[GIVEN INSTRUCTION] Display every line of the listing below that contains the string "area", treating uppercase and lowercase letters as distinct.

[Excerpts from point annotation data]
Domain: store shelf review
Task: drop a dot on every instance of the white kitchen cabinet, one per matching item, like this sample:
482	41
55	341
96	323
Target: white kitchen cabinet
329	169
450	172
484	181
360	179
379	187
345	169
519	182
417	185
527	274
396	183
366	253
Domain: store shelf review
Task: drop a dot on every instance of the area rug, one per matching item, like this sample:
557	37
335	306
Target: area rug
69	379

--

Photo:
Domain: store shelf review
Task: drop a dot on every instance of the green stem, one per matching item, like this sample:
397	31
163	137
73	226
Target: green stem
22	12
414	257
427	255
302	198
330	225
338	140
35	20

[OUTPUT BELOW]
Task: drop a dot on every instance of the area rug, one per matching item, like this sample:
Target: area rug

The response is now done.